YOUR INSTRUCTIONS: Copy out, word for word, the lines from the start of the data below through the line containing "Object class to annotate: woman", and no others.

* * *

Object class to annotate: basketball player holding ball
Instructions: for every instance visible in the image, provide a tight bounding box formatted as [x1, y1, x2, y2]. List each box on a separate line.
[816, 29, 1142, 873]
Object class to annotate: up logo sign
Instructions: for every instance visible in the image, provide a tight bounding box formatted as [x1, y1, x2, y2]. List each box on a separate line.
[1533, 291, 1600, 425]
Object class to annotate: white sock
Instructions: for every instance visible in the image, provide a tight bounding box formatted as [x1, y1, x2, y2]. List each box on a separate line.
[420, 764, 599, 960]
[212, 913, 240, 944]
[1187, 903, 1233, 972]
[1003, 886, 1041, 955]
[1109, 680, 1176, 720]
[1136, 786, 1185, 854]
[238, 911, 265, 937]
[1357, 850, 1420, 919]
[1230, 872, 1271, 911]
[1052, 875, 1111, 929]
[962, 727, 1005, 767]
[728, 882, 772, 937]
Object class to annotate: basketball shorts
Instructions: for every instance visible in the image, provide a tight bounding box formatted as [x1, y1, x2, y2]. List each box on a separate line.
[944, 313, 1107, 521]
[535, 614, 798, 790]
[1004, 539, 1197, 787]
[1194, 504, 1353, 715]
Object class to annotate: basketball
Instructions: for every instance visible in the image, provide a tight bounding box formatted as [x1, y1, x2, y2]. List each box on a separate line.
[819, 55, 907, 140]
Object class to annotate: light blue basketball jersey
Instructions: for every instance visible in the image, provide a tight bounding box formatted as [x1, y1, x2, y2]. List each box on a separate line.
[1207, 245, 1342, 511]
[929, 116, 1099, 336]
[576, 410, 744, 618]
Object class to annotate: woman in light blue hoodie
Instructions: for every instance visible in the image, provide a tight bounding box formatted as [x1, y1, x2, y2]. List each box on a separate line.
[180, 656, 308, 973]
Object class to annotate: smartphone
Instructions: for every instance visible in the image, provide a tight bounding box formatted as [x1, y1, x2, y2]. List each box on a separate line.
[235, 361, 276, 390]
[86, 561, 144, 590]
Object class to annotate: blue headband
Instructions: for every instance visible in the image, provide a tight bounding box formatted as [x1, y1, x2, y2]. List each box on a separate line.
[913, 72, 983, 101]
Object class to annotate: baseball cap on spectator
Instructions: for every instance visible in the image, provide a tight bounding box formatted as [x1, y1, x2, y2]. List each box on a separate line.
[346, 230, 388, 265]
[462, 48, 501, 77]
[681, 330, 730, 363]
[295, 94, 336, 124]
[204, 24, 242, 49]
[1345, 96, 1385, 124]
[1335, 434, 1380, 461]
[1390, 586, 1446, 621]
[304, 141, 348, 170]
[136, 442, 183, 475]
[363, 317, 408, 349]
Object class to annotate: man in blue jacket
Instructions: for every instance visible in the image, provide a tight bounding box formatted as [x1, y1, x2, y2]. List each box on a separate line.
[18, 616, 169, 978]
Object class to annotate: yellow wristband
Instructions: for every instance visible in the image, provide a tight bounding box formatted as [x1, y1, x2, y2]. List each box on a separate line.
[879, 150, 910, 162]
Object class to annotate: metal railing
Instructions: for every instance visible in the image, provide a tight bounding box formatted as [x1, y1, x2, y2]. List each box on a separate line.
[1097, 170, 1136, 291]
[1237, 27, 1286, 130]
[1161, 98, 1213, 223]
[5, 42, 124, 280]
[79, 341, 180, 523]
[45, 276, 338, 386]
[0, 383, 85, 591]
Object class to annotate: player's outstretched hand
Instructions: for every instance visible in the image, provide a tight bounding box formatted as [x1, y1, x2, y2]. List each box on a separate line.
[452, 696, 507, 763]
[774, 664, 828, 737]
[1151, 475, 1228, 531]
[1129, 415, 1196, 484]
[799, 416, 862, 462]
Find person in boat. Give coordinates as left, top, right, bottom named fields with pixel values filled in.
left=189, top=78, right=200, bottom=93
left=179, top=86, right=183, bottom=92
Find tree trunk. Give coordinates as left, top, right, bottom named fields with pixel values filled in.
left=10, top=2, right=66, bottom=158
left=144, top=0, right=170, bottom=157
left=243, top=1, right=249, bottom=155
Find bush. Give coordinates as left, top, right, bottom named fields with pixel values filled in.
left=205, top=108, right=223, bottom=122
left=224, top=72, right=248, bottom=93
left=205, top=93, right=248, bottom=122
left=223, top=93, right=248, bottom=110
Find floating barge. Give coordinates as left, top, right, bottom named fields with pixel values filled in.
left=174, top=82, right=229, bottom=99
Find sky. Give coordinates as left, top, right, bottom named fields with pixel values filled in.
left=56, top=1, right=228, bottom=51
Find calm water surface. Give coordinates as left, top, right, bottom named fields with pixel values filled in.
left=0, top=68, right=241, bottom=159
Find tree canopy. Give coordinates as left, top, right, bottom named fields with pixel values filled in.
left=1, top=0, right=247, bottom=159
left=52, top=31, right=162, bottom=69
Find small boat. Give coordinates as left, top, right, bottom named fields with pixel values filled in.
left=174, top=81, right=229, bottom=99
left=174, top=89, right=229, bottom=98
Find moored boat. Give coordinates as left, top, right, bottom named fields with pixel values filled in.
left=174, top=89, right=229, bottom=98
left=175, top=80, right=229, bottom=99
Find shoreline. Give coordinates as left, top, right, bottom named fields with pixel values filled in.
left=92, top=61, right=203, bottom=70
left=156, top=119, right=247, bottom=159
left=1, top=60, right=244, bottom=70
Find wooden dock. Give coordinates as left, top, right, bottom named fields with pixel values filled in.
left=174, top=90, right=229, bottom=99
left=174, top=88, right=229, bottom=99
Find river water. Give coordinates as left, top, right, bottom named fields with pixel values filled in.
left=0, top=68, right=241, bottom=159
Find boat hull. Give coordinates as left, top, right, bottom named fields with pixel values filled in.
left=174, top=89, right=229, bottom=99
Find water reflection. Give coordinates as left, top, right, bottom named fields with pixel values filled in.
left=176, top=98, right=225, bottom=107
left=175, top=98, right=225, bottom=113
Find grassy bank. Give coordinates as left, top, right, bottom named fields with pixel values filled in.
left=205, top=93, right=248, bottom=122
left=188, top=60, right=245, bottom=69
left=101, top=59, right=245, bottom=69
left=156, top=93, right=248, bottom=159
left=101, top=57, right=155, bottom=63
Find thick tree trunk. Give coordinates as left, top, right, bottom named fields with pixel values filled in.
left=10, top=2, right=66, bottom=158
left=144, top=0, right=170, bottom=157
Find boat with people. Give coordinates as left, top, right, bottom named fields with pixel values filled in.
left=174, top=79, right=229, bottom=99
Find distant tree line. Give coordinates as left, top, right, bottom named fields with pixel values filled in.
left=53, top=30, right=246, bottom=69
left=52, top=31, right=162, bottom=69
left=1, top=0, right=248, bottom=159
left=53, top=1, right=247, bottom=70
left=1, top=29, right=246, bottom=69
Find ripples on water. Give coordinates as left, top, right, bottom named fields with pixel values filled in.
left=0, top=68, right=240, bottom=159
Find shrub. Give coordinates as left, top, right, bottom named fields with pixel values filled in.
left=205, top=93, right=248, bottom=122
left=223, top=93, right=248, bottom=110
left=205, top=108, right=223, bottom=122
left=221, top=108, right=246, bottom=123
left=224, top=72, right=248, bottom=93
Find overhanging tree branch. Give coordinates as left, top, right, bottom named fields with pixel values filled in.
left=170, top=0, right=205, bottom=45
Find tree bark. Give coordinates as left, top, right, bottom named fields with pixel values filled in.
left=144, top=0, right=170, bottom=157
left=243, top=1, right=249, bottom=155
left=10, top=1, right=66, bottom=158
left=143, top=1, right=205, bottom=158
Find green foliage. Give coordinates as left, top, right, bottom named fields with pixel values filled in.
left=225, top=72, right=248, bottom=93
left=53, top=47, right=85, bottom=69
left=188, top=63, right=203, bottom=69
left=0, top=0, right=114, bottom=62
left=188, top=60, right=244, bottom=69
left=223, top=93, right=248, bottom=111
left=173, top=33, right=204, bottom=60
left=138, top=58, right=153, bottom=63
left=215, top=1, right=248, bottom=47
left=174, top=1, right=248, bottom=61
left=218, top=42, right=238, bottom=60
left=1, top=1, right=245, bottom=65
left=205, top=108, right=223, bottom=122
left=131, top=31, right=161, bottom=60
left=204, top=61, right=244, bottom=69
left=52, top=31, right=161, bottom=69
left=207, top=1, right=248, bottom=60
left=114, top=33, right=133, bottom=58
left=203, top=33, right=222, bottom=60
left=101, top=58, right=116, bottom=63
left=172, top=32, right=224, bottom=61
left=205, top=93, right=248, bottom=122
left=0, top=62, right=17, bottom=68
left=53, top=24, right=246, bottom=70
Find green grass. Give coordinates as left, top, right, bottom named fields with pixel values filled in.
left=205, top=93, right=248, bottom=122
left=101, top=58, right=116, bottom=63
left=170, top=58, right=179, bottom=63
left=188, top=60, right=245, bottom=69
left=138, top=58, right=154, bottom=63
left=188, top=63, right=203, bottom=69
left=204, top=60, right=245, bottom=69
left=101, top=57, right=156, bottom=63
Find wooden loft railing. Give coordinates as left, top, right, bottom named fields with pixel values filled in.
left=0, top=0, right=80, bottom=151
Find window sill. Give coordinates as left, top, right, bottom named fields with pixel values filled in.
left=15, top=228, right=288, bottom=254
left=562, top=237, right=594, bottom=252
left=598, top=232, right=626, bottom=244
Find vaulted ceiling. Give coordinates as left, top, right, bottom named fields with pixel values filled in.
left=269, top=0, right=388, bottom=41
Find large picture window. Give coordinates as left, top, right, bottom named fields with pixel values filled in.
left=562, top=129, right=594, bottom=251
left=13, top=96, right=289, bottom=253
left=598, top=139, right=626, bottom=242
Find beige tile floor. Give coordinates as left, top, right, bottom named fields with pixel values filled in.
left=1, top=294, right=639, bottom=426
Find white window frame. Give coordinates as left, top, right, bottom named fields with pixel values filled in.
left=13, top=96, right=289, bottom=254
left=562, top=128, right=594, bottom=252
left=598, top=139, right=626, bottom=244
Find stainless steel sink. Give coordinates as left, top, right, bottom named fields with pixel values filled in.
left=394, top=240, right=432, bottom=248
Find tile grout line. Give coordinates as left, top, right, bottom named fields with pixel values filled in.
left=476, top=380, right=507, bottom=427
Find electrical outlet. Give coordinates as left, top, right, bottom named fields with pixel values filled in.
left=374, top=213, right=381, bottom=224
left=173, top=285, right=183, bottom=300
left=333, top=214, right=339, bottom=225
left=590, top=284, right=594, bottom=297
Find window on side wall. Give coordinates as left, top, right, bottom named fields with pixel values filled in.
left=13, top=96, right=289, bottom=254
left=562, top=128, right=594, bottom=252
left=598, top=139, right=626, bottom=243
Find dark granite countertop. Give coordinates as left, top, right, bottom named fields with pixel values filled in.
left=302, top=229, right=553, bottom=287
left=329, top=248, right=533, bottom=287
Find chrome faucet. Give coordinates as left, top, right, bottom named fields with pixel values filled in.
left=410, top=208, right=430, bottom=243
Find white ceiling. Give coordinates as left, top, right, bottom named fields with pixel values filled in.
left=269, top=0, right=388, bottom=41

* * *

REPLY TO THE TASK:
Object class to annotate: basketball player holding ball
Instructions: for every instance visible in the image, provide a tight bounding box formatted as [x1, y1, x2, y2]. List each box on a separate line.
[816, 29, 1142, 873]
Object class to annotate: up logo sign
Instructions: for every instance visible in the image, provide a tight bounding box formatted as [x1, y1, x2, y2]. List each box on a separate line.
[1533, 291, 1600, 425]
Object class to annotate: white sock
Instructions: for every instance visible in the image, provide a tight bounding box formatted as [x1, y1, x2, y2]. List each box on a separate line.
[420, 764, 599, 960]
[212, 913, 240, 944]
[1187, 903, 1233, 972]
[1003, 886, 1041, 955]
[1109, 680, 1176, 720]
[1136, 786, 1185, 854]
[238, 911, 265, 937]
[1357, 850, 1420, 919]
[1230, 872, 1271, 911]
[1052, 875, 1111, 929]
[962, 727, 1005, 767]
[728, 882, 772, 937]
Object class to annotate: basketball shorts
Instructions: for every instance visible in the image, provide a tight bounding box formatted as [x1, y1, x2, y2]. List each box on a separate line.
[944, 313, 1107, 521]
[535, 614, 798, 790]
[1004, 539, 1197, 787]
[1194, 504, 1353, 715]
Object class to annotate: basketball
Instructions: for every instance visible in the image, provide a tight bounding box formatted as [x1, y1, x2, y2]. List each box on a separate line.
[819, 55, 907, 140]
Object class to annotate: light blue basketball jersey
Instructions: for every instance visible in the image, provide a tight bounding box formatted as [x1, y1, x2, y2]. List each box on a separate line.
[1207, 245, 1342, 511]
[929, 116, 1099, 336]
[576, 410, 744, 618]
Object class to annotate: woman in light blue hoodie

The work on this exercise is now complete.